▶ Text segment:
Purple Warriors
Before my cancer diagnosis I was working as a Registered Massage Therapist. I was doing really well and I was excited planning to buy my first brand new car. My life was all about family, friends and work. I kept active and I felt physically strong. I was overall a healthy young adult – which made my cancer diagnosis that much more shocking. Now a year and a half out of treatment, I still suffer from side-effects of my chemotherapy. The biggest two being fatigue and the effect of my cancer journey on my mental health. I’m not working and I didn’t get that car, but I can honestly say I’m not focused on the material things in life. I have a new outlook, cancer has opened my eyes to what I want and don’t want in my life. I’m not sure if massage therapy will always be my profession but I’m also open to potentially exploring other career options. Whatever I decide to do, I promise to myself that I will incorporate more enjoyment in my life rather than getting caught up in daily routine. I will take time for me and put myself first.
The biggest challenge for me has been moving forward. You hear that cancer is just a chapter, but it’s actually rewritten my entire book. I take it day by day and reach out to my supports to get through. I try not being too hard on myself and let my story play out the way it’s supposed to.
I heard about Light the Night just prior to finishing chemo in 2018. I debated if I was in the headspace to participate, but I had seen videos from LTN walks in other cities and knew I had to do it. I’d like others to know that if you’re hesitant to participate because you fear it will be too emotional, I felt that too and you’re not alone. Being vulnerable is hard, but the benefits of participating in Light the Night outweigh any sadness you feel. It will be worth it.
Light The Night is a very sentimental event for me. I will always remember it as my first event as a cancer survivor. Going from chemotherapy to Light the Night was a celebration, like coming out the other side. It’s so encouraging to see others who have been on the same journey, as well as all the supporters who come out for us.
I’ve made new friends at Light the Night, other “thrivers”. The term survivor can be viewed many ways but I feel we’re all “thrivers”. I like this word to describe the transition between patient and survivor; it makes us all feel equal. Last year was special because a friend I made through a cancer support group joined my team. From one thriver to another, I encouraged her to attend Light the Night for the first time. It was a wonderful experience for her.
It’s hard to see the gold lanterns at Light the Night. My hope is that by supporting research we will see less gold lanterns each year and more white ones. The numbers of new diagnoses might not decrease, but together let’s change the number of people who can beat blood cancer.

▶ Information supplied:
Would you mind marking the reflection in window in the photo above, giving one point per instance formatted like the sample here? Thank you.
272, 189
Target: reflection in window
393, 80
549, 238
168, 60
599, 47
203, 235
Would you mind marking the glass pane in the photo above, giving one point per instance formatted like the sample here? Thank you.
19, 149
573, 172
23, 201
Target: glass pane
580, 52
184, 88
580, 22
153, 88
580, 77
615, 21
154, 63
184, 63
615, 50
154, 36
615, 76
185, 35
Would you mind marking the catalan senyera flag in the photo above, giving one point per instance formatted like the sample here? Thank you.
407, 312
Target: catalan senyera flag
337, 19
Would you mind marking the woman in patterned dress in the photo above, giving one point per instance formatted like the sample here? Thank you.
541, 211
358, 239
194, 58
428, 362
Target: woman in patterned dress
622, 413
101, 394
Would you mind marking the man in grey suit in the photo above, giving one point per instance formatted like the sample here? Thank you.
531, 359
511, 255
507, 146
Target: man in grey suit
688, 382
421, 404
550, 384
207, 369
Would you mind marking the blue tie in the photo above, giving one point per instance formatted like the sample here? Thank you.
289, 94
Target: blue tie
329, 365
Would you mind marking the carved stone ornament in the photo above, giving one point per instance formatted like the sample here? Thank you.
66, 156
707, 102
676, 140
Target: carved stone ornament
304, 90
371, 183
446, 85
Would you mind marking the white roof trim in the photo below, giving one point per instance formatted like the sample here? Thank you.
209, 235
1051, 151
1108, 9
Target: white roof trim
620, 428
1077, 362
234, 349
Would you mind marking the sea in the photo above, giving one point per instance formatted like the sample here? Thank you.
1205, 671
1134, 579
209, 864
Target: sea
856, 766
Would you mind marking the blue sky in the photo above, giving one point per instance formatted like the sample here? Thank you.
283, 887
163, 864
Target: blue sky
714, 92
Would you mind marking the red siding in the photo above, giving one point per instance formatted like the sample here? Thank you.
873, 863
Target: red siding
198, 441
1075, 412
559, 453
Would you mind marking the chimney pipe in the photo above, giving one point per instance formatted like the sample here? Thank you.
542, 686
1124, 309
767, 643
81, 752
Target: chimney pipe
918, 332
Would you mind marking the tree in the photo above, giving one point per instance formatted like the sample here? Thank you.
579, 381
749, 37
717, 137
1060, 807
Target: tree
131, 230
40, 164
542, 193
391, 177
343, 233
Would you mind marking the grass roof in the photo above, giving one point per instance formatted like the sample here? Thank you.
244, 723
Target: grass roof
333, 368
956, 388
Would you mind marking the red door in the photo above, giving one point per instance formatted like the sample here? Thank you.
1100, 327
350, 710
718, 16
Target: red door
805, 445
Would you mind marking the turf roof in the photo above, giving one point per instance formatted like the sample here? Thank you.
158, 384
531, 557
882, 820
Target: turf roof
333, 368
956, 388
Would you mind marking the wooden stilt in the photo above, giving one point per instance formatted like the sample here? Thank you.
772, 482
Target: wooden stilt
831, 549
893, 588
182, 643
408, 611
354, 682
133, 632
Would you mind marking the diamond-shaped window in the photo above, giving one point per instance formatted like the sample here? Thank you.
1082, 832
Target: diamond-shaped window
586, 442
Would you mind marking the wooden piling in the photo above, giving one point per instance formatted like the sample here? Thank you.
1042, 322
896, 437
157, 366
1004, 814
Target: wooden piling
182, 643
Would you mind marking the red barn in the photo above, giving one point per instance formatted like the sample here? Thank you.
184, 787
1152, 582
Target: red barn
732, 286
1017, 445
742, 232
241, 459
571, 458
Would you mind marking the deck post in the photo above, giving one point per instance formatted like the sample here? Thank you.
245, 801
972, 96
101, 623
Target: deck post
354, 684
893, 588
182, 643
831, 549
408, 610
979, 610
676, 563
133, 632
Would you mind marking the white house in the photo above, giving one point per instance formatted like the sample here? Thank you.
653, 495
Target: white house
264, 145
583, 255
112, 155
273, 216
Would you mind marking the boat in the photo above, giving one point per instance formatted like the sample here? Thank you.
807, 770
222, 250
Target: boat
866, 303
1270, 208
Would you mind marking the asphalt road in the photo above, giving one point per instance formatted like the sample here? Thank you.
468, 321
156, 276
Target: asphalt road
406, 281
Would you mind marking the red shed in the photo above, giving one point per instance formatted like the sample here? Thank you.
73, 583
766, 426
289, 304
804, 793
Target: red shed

▶ Exercise aim:
Write out everything in the Purple Warriors text from "Light The Night is" down to "experience for her.", word for word.

▶ Answer for this exercise:
Light The Night is a very sentimental event for me. I will always remember it as my first event as a cancer survivor. Going from chemotherapy to Light the Night was a celebration, like coming out the other side. It’s so encouraging to see others who have been on the same journey, as well as all the supporters who come out for us.
I’ve made new friends at Light the Night, other “thrivers”. The term survivor can be viewed many ways but I feel we’re all “thrivers”. I like this word to describe the transition between patient and survivor; it makes us all feel equal. Last year was special because a friend I made through a cancer support group joined my team. From one thriver to another, I encouraged her to attend Light the Night for the first time. It was a wonderful experience for her.